One Year After Disaster, Japan Reflects, Clamors

In the disaster-hit Tohoku region and in cities across Japan, people attended memorial services and concerts, got together with family and close friends and watched special reports on television to remember the triple disasters that changed so many lives and triggered national soul-searching.

A nationwide minute of silence was observed at 2:46 p.m., exactly one year after the magnitude-9.0 tremor slammed Tohoku and set off the area’s worst tsunami in centuries. Roughly 19,000 people died or went missing—mostly victims of the giant waves that washed away scores of communities along the coast. Some trains stopped running to allow people a moment to pray and reflect. Flags flew at half-staff.

It was also a day to witness newly emerged activism in a nation known for political indifference. Antinuclear demonstrations took place in major cities, including a protest in front of the headquarters of Tokyo Electric Power Co., the operator of the stricken Fukushima Daiichi nuclear plant. The main demonstration in Tokyo drew some 30,000 protesters, according to the organizers, making it one of the largest antinuclear demonstrations in the past year.

RECORDS SHOWN:

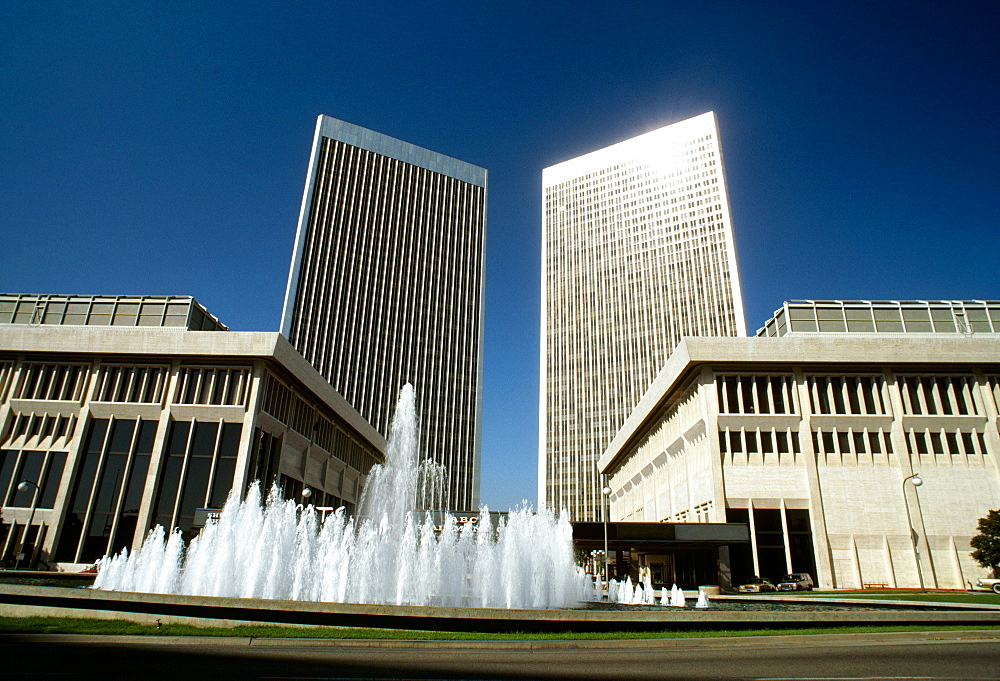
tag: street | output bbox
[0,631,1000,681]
...
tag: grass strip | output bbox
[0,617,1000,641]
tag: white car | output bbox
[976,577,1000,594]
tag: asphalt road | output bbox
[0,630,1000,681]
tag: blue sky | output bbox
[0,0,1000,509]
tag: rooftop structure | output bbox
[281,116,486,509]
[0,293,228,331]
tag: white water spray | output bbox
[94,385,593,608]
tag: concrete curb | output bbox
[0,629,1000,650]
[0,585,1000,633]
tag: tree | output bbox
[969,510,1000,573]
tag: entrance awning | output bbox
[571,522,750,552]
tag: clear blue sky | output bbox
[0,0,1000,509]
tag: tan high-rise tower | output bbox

GOAL: Take the Japan disaster anniversary passage further, starting after its last sentence. These lines have nothing to do with what follows.

RESPONSE BELOW:
“It is important to pray for the victims of the March 11 disaster. But prayers alone won’t change the country,” said Miyako Maekita, the organizer of the event in Tokyo.

In Fukushima, a rally held in a baseball stadium was attended by 16,000 people, according to the organizers, including many farmers and fishermen whose livelihoods have been lost since the multiple meltdowns.

In the coastal city of Rikuzentakata in the northeast, families of the deceased, many wearing black, laid flowers on flattened plots of land where their loved ones are believed to have died a year ago. More than 2,000 people, or about 10% of the population, died in the 15-meter waves that swallowed the city in Iwate Prefecture.

In the city’s Takata neighborhood, an area close to the waterfront where many people died, about 100 people gathered for a Buddhist ceremony Sunday morning. The mourners chanted along with a Buddhist monk whose voice cracked as he wept during the ceremony.

A large makeshift tent was set up for a ceremony outside a local elementary school in the city, near a punctured high school devastated by the tsunami. Dressed in black, many people arrived as early as two hours before the start.

“My chest was full of grief and I couldn’t help but cry,” said Takeko Kano, a 67-year-old grandmother who came to the ceremony hoping she would feel a sense of peace over her missing daughter.

“You know, they still haven’t found my daughter…but there is some sense of closure,” she said.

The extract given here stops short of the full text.